Janów Podlaski – siła i piękno
Kiedyś toczyły walki na polu bitwy, dziś wychodzą na ring i w blasku fleszy konkurują z najlepszymi. Polskie araby to marka sama w sobie, która co roku przyciąga do Janowa gości z całego świata.
02.03.2016 | aktual.: 04.03.2016 13:41
Delikatne ruchy
Oczy łagodne jak u sarny. Smukły pysk i łabędzia szyja. Zdawałoby się, że bardziej pasują do bajki Disneya niż do pola bitwy, ale na przestrzeni wieków każdej armii zależało, by mieć w swych szeregach araby. Zahartowanie na pustyni i odziedziczona w genach niezwykła wytrzymałość, w połączeniu ze spokojnym charakterem tworzą bardzo pożądaną rasę, która od VII w. zaczęła podbijać Europę. Polska stała się ich drugą ojczyzną.
^^^^^^^^^^^^^^^^
→ **Polecenie**: Przepisz dosłownie część tekstu o koniach arabskich z Janowa Podlaskiego. Zacznij od słów „Janów Podlaski –”, a skończ na słowach „z całego świata.”.

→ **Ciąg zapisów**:
^^^^^^^^^^^^^^^^
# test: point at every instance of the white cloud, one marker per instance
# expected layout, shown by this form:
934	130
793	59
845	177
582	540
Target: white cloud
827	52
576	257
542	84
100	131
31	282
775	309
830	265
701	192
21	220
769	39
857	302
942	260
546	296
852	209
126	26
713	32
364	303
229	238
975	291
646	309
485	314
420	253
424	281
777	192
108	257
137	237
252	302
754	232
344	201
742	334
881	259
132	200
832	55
^^^^^^^^^^^^^^^^
→ **Odpowiedź**:
Janów Podlaski – siła i piękno
Kiedyś toczyły walki na polu bitwy, dziś wychodzą na ring i w blasku fleszy konkurują z najlepszymi. Polskie araby to marka sama w sobie, która co roku przyciąga do Janowa gości z całego świata.